** QUESTIONS **
A – In the blueberry research abstracts, extract the passage that begins at the words "Appl Physiol Nutr" and stops after "of blueberry polyphenols.".
B – According to the blueberry research abstracts, why is lipid peroxidation of unsaturated fatty acids in the retina a concern? Answer in one to three sentences.
(TEXT SEGMENT begins)
Appl Physiol Nutr Metab. 2015 Jun;40(6):543-9.

Visible light-induced lipid peroxidation of unsaturated fatty acids in the retina and the inhibitory effects of blueberry polyphenols.

The lipid peroxidation of unsaturated fatty acids (UFAs) in the retina not only threatens visual cells but also affects the physiological health of the retina. In this work, the potential damages caused by daily visible light exposure on retinal UFAs were evaluated via a simulated in vitro model. At the same time, the benefits of dietary supplementation of blueberries to the eyes were also assessed. After prolonged light exposure, lipid peroxidation occurred for both docosahexaenoic and arachidonic acids (DHA and AA, respectively). The oxidized UFAs presented obvious cytotoxicity and significantly inhibited cell growth in retinal pigment epithelium cells. Among the different blueberry polyphenol fractions, the flavonoid-rich fraction, in which quercetin was discovered as the main component, was considerably better in preventing visible light-induced DHA lipid peroxidation than the anthocyanin- and phenolic acid-rich fractions. Then the retinal protective activity of blueberry polyphenols against light-induced retinal injury was confirmed in vivo. On the basis of the above results, inhibiting lipid peroxidation of UFAs in the retina is proposed to be another important function mechanism for antioxidants to nourish eyes.

J Agric Food Chem. 2015 Oct 28;63(42):9295-305

Blueberry (Vaccinium virgatum) leaf extracts protect against Ab-induced cytotoxicity and cognitive impairment.

The ethylacetate (EtOAc) fraction of blueberry leaf extract was investigated to examine the in vivo antiamnesic effects against amyloid b protein (Ab)-induced learning and memory deficit. The fraction showed the highest antioxidant activities, and the generation of intracellular reactive oxygen species was significantly decreased. Cell viability assays revealed the in vitro cytoprotective effects of the fraction, and the cytoplasmic lactate dehydrogenase release into the medium was dose-dependently inhibited. In addition, a chlorogenic acid was identified as a predominant phenolic compound by high-performance liquid chromatography analysis. Antiamnesic effects were evaluated by using in vivo the Y-maze and passive avoidance tests, and preadministration of the fraction attenuated Ab-induced memory impairment in both in vivo experiments. Acetylcholinesterase prepared from mice brain was inhibited by the fraction, and malondialdehyde generation in the brain homogenate was also decreased. These findings suggest that the EtOAc fraction of blueberry leaf extract could possess a wide range of physiological effects against neurodegenerative diseases.
(TEXT SEGMENT ends)
(EXCERPTED RECORDS begins)
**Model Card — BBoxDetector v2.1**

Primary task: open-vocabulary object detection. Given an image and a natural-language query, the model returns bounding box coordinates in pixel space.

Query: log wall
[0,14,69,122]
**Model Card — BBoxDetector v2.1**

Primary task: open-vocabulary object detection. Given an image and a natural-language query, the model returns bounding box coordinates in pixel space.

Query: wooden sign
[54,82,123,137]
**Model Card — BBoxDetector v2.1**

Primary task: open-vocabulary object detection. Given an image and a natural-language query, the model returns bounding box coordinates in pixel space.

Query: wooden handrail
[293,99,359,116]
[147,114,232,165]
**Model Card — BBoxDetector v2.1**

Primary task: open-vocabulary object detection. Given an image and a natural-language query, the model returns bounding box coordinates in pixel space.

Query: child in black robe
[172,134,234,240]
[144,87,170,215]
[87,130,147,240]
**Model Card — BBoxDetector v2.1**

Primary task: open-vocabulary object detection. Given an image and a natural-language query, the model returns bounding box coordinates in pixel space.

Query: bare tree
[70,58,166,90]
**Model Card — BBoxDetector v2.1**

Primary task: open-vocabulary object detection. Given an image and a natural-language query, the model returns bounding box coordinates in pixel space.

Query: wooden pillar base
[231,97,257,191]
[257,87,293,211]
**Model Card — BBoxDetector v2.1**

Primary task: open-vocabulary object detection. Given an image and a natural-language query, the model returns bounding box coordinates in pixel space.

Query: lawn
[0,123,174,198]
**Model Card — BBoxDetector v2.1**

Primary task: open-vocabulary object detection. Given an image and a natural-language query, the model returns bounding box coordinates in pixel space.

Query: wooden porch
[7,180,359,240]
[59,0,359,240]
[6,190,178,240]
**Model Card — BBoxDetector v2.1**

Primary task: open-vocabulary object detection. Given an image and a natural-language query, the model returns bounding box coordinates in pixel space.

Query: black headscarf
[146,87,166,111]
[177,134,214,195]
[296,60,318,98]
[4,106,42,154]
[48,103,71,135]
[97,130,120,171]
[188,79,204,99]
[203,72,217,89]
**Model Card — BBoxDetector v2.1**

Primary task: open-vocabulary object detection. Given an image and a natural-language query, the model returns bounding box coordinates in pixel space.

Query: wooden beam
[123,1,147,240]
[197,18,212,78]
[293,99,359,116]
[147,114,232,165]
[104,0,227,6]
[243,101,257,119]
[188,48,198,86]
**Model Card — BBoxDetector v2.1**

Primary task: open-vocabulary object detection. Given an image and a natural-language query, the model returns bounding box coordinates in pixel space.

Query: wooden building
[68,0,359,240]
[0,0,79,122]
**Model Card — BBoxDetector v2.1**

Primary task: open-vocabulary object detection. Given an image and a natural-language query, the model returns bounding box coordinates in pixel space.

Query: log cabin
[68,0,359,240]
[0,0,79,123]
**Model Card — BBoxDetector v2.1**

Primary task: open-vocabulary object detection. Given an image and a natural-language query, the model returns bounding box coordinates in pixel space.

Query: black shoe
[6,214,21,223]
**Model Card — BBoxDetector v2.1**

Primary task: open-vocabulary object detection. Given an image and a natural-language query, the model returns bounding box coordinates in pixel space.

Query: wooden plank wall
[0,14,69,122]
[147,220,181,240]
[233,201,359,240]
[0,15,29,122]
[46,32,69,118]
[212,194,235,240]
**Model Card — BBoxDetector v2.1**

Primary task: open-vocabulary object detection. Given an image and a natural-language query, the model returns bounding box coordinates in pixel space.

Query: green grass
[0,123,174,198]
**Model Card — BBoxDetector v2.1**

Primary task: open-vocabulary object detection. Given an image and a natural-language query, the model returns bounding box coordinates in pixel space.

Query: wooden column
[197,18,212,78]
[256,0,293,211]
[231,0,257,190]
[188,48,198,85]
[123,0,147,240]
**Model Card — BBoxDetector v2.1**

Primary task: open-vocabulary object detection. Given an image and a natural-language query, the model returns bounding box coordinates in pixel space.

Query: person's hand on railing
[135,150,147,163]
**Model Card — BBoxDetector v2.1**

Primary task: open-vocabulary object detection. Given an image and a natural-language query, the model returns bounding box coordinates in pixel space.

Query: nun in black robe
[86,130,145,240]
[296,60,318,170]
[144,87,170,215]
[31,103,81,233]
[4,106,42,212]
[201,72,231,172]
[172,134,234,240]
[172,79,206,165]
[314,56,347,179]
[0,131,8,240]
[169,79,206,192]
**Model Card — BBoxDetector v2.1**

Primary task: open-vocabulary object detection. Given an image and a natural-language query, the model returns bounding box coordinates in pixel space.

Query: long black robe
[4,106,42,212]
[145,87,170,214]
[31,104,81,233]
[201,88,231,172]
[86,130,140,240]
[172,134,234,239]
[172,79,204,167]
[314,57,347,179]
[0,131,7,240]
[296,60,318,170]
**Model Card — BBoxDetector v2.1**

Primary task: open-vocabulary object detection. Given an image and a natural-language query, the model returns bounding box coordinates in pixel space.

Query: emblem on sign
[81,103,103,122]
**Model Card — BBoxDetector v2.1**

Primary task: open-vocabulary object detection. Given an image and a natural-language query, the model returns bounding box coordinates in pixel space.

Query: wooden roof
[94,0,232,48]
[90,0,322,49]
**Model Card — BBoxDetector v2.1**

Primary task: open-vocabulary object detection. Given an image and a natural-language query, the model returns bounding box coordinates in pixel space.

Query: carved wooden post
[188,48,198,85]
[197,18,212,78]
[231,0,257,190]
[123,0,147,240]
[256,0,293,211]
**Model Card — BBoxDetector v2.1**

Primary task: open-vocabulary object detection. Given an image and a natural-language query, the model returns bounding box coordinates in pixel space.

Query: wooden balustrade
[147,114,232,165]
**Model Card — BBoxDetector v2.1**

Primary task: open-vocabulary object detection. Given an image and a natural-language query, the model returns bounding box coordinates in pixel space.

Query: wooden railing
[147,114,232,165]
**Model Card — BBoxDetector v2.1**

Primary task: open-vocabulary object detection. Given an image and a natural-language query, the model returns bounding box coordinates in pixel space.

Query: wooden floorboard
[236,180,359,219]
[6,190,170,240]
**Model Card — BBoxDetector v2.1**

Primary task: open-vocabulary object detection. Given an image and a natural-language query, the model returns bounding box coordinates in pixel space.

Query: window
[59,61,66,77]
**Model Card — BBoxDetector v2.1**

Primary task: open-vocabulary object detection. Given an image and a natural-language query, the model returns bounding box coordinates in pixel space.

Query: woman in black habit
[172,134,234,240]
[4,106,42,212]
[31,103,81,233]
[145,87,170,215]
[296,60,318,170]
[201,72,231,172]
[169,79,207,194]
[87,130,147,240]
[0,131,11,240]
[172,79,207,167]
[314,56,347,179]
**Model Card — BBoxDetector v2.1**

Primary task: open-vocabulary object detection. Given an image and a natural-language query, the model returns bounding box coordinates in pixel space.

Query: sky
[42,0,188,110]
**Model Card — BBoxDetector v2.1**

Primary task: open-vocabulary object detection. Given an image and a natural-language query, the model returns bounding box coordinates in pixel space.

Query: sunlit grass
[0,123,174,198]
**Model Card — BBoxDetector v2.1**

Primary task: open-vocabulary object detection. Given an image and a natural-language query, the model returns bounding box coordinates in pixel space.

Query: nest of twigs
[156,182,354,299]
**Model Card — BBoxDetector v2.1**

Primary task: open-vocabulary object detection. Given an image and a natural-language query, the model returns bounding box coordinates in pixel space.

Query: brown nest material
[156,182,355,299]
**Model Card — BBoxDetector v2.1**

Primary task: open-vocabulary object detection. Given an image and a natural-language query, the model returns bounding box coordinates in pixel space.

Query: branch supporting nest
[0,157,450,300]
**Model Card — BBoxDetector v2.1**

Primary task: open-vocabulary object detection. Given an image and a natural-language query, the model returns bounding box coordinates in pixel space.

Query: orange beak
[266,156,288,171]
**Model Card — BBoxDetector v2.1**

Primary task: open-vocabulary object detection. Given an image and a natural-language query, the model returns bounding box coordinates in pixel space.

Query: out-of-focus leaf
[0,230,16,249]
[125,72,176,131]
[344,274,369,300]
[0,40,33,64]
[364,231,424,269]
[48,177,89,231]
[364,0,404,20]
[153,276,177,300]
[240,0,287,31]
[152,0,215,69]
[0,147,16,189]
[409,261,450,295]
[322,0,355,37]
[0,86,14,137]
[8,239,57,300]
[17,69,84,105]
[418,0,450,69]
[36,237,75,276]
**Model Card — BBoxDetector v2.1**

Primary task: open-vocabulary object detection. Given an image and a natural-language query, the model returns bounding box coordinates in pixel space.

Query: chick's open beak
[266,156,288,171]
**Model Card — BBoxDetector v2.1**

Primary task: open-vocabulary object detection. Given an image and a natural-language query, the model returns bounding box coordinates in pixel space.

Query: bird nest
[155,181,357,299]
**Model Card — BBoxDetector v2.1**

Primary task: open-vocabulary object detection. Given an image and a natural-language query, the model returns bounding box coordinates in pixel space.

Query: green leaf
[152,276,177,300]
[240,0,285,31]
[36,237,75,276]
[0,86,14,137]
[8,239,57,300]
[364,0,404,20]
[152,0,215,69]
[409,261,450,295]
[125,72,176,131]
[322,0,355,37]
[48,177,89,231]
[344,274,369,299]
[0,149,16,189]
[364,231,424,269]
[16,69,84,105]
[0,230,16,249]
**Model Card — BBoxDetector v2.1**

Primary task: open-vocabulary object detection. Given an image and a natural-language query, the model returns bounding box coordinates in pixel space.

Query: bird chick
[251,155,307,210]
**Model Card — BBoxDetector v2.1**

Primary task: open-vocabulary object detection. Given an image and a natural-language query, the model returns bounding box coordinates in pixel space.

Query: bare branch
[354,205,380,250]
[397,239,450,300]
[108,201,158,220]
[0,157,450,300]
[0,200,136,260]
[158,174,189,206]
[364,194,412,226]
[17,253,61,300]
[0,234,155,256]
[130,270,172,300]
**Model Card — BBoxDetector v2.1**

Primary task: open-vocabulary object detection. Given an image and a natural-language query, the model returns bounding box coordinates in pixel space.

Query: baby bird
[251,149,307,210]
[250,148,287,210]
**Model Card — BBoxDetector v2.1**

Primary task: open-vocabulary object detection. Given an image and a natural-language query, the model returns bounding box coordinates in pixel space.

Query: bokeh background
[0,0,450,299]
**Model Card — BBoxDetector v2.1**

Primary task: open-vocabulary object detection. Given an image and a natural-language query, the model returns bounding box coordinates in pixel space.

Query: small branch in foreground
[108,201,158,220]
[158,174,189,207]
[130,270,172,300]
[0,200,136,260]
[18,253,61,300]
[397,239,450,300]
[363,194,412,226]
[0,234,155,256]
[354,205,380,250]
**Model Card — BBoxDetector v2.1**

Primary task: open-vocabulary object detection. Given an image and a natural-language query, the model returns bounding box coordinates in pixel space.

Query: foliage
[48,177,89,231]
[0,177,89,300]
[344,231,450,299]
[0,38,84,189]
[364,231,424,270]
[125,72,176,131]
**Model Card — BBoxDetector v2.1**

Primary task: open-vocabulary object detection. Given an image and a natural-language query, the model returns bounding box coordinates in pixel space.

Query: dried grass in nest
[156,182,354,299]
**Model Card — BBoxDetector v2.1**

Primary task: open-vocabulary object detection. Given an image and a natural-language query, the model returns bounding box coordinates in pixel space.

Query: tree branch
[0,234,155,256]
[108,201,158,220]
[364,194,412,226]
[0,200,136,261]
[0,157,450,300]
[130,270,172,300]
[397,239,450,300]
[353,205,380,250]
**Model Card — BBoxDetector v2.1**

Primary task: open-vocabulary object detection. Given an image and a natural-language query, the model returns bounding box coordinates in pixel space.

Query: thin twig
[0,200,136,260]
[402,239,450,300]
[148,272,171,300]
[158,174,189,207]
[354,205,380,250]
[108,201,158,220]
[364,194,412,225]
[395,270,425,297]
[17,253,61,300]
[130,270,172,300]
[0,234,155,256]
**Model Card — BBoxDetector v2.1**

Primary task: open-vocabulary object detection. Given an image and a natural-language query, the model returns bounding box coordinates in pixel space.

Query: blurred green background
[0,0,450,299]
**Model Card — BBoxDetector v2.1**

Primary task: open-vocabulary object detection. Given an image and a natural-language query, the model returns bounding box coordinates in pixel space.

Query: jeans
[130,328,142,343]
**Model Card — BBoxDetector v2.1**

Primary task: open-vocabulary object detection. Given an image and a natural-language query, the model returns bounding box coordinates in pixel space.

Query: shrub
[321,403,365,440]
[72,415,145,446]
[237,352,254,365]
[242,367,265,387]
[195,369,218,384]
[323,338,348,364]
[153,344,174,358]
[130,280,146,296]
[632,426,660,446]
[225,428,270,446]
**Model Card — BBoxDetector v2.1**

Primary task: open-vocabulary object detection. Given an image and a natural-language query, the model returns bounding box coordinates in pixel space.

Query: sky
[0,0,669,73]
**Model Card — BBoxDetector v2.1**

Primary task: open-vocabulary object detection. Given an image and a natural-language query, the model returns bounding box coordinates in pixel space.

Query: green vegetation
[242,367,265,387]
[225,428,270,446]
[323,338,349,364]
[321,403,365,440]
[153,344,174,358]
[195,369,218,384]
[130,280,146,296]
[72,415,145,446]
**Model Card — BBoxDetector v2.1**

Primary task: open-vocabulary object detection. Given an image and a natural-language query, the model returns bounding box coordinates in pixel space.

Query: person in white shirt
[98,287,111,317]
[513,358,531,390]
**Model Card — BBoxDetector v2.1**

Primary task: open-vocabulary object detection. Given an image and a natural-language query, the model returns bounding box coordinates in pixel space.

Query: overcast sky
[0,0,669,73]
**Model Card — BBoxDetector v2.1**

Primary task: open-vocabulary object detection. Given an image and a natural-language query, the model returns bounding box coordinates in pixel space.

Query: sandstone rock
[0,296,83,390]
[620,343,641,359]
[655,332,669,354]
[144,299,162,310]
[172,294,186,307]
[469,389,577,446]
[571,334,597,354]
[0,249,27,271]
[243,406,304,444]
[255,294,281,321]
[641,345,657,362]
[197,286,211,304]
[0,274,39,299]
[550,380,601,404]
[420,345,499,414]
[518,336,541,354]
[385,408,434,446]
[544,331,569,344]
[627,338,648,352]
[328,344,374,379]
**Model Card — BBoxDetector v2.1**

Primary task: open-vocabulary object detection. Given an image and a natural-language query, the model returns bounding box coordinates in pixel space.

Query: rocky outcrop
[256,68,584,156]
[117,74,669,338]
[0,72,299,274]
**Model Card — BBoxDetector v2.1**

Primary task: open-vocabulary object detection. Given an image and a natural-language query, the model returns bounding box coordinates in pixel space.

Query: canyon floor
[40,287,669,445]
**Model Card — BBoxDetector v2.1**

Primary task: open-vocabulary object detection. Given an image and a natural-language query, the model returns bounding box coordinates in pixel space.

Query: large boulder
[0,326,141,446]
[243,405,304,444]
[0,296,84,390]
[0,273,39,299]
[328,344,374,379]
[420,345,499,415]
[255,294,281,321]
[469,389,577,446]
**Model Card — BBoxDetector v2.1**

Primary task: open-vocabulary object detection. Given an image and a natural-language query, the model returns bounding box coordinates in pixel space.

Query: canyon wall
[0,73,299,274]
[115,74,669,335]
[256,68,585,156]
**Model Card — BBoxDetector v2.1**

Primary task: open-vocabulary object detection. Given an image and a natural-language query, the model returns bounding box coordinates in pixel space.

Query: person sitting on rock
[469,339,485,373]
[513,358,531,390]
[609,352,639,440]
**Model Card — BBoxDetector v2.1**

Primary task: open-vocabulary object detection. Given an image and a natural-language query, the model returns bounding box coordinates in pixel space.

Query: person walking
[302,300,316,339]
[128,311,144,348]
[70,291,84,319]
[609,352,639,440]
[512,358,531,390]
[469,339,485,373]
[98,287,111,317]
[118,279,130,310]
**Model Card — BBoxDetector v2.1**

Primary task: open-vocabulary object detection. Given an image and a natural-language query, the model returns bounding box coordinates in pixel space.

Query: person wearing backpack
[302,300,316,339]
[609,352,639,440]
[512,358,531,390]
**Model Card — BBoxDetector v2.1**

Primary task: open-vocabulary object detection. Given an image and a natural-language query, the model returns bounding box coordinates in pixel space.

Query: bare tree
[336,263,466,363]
(EXCERPTED RECORDS ends)
** EXERCISE RESULTS **
A –
Appl Physiol Nutr Metab. 2015 Jun;40(6):543-9.

Visible light-induced lipid peroxidation of unsaturated fatty acids in the retina and the inhibitory effects of blueberry polyphenols.

B – Lipid peroxidation of unsaturated fatty acids in the retina threatens visual cells. It also affects the physiological health of the retina.